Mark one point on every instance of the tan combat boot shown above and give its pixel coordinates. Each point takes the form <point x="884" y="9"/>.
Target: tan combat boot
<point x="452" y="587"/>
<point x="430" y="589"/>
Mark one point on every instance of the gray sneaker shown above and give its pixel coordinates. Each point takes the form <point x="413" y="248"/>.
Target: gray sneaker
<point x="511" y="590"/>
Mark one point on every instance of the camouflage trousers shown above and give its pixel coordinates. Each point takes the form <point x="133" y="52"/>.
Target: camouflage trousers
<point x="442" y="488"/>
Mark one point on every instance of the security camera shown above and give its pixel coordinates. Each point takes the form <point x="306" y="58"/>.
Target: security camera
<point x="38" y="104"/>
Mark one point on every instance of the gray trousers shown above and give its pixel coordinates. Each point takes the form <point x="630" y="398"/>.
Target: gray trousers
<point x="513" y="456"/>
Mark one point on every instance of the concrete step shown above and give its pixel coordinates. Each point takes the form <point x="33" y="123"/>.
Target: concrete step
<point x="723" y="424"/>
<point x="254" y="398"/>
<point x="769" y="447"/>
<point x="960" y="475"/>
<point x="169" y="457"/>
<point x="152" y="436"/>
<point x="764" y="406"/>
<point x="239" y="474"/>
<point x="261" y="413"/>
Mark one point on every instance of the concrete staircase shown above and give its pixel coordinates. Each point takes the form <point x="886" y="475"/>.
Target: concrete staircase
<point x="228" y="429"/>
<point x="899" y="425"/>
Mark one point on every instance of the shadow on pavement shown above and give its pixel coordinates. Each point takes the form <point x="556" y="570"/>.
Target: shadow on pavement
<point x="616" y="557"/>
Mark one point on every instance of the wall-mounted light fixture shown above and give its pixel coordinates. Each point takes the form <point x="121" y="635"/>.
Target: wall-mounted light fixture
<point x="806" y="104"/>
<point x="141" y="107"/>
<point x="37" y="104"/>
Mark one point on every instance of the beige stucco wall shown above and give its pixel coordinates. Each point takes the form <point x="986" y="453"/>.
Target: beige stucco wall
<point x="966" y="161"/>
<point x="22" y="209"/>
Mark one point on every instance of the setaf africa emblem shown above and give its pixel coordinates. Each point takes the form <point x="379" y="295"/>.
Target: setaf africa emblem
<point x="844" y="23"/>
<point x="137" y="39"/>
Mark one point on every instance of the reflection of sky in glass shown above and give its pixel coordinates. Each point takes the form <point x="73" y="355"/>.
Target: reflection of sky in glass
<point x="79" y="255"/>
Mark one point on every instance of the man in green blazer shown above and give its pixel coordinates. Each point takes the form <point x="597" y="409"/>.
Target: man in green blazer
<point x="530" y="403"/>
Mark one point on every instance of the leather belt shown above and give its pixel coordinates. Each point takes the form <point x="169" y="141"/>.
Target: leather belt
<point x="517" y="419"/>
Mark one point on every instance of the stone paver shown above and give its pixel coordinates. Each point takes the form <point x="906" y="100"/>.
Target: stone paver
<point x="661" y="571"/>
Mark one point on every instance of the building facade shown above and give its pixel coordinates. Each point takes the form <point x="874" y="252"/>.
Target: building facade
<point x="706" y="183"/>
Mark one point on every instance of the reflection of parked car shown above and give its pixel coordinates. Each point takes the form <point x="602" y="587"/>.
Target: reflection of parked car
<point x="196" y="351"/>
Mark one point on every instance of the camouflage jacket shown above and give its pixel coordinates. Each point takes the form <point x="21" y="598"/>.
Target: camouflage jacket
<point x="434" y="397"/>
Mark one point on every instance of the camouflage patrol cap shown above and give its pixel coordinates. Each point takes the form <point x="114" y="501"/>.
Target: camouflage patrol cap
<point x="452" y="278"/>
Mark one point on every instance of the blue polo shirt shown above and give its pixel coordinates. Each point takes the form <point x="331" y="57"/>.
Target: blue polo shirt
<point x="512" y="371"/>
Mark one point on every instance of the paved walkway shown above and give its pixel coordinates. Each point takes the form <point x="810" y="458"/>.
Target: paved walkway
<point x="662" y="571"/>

################

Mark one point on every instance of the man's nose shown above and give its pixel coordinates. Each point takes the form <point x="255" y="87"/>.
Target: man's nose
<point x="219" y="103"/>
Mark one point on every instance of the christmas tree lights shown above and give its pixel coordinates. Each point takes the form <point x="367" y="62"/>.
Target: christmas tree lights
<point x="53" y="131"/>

################

Given exercise: Pick out every line in the entries above that contains the string "christmas", and copy each one in full. Case matters.

Full response:
Mark one point on every instance of the christmas tree lights shown above and give its pixel coordinates. Each point takes the form <point x="367" y="62"/>.
Target: christmas tree lights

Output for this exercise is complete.